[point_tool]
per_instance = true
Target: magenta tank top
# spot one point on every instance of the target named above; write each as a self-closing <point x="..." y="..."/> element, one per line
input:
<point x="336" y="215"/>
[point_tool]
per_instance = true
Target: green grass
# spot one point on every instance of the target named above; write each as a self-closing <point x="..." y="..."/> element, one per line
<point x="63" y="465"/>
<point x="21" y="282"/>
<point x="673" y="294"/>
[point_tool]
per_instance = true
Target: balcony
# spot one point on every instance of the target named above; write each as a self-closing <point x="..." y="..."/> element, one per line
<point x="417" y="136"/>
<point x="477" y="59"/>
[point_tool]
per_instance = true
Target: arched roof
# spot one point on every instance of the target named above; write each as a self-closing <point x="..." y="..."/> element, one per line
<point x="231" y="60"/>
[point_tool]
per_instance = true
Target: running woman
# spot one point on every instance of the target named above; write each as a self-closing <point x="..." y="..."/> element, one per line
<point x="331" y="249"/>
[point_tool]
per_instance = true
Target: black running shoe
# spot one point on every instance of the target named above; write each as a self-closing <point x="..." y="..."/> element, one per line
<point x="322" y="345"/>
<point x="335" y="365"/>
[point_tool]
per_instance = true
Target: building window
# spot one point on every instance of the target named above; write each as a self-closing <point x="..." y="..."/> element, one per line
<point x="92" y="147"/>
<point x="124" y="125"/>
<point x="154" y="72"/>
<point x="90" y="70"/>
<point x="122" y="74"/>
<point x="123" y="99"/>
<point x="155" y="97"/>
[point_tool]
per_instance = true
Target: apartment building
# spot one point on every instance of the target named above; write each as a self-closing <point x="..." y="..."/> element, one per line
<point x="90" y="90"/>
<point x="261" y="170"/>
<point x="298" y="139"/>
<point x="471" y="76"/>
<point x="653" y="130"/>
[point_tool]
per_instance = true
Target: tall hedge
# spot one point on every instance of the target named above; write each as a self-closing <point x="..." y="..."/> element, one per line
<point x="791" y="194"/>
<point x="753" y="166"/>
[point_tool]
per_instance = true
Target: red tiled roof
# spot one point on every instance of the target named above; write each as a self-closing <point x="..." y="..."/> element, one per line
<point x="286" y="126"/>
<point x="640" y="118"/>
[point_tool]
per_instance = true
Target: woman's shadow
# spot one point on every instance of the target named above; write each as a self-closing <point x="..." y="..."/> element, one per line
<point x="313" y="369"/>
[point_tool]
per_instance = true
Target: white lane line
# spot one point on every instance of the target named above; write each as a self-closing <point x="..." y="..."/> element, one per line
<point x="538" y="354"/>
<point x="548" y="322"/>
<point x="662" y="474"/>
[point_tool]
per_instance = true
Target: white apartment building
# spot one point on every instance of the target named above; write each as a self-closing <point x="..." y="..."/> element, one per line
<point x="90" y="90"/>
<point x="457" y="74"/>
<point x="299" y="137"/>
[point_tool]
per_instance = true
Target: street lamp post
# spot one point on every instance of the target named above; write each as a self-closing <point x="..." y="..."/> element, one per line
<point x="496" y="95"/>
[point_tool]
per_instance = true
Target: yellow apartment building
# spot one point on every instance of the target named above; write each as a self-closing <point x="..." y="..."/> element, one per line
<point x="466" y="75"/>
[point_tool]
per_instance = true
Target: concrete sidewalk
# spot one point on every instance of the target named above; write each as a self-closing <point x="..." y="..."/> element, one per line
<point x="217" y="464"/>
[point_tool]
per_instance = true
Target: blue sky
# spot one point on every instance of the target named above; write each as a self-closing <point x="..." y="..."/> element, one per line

...

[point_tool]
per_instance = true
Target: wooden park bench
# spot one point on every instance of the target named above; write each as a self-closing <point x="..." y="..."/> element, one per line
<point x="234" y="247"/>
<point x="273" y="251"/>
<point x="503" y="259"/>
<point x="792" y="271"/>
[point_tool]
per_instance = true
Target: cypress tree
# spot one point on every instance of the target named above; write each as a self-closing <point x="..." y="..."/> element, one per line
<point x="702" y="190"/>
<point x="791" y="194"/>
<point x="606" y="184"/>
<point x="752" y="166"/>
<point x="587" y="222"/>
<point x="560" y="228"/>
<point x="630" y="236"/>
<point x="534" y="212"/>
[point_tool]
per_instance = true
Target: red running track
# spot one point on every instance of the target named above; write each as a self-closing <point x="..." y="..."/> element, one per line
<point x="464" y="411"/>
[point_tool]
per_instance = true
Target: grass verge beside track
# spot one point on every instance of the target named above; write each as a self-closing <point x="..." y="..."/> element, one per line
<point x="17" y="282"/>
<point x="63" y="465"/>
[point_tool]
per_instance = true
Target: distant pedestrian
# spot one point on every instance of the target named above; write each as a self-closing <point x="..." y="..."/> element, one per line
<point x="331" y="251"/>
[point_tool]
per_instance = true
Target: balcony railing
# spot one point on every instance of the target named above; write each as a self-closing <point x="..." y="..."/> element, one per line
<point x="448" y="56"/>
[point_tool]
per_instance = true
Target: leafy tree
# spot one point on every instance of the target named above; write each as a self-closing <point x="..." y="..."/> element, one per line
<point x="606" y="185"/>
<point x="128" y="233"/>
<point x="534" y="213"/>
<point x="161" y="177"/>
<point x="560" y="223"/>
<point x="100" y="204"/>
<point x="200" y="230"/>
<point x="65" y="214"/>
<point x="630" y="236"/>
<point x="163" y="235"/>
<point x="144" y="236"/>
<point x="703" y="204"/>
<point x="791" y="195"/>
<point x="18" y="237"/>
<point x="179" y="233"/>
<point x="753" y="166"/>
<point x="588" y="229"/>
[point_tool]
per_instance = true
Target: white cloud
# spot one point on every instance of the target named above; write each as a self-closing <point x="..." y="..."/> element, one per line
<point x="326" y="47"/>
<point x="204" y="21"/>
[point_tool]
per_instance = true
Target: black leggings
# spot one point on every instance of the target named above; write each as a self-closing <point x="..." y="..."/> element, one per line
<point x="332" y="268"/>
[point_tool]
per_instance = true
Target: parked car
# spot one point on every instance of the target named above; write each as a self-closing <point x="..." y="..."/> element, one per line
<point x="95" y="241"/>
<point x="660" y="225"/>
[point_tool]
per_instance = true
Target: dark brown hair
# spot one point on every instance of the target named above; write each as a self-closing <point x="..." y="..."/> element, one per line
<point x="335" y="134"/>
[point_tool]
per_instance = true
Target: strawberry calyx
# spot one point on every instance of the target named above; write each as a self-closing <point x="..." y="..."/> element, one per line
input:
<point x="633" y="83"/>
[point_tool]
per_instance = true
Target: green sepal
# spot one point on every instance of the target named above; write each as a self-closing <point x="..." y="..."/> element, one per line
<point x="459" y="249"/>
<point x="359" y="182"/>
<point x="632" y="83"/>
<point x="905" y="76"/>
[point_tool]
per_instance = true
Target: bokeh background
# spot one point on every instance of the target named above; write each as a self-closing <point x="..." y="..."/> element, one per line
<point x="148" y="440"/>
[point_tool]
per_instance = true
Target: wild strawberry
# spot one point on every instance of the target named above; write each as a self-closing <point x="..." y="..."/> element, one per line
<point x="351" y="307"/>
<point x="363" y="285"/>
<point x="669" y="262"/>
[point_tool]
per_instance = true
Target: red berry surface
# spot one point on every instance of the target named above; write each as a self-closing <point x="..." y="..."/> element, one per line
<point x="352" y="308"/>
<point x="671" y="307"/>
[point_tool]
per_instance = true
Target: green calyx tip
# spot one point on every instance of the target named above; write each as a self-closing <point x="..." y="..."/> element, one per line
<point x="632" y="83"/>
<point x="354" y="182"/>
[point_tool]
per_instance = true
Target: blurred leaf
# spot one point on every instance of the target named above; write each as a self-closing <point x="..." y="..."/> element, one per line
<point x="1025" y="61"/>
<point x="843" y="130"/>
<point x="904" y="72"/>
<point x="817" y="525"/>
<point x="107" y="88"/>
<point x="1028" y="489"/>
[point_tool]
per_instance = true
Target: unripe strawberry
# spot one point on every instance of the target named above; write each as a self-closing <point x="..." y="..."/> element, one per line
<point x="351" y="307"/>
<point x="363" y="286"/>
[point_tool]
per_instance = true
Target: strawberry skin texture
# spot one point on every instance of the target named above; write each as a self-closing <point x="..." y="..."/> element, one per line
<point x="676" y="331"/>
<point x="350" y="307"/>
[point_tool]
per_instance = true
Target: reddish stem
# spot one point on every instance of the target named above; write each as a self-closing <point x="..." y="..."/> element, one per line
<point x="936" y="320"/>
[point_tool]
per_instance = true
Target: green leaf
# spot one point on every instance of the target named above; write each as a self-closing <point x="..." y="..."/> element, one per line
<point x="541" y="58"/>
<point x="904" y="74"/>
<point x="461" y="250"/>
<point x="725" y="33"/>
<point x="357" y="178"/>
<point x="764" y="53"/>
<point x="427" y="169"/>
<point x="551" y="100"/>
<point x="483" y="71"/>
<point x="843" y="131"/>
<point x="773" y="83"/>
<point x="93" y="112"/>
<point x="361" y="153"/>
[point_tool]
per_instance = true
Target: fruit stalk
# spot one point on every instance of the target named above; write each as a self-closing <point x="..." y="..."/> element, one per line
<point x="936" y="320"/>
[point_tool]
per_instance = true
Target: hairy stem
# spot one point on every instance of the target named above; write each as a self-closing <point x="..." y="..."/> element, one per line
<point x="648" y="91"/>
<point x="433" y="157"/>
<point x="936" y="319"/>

YOUR INSTRUCTIONS — The answer is the run of lines above from the line containing "Target: woman's shadow" through the line containing "Target: street lamp post", copied exactly and alone.

RESULT OF THIS EXERCISE —
Target: woman's shadow
# spot one point on every instance of the target named above; write each as a self-closing <point x="..." y="..."/> element, one per line
<point x="313" y="369"/>
[point_tool]
per_instance = true
Target: white lane line
# spot one point on every instance of the target named above; write each as a self-closing <point x="..." y="..."/> element, one per line
<point x="538" y="354"/>
<point x="548" y="322"/>
<point x="662" y="474"/>
[point_tool]
per_instance = true
Target: white apartment building
# spot one point on every instance of the target named above; write each as a self-closing <point x="..." y="..."/> element, one per line
<point x="90" y="90"/>
<point x="457" y="74"/>
<point x="299" y="137"/>
[point_tool]
per_instance = true
Target: street lamp post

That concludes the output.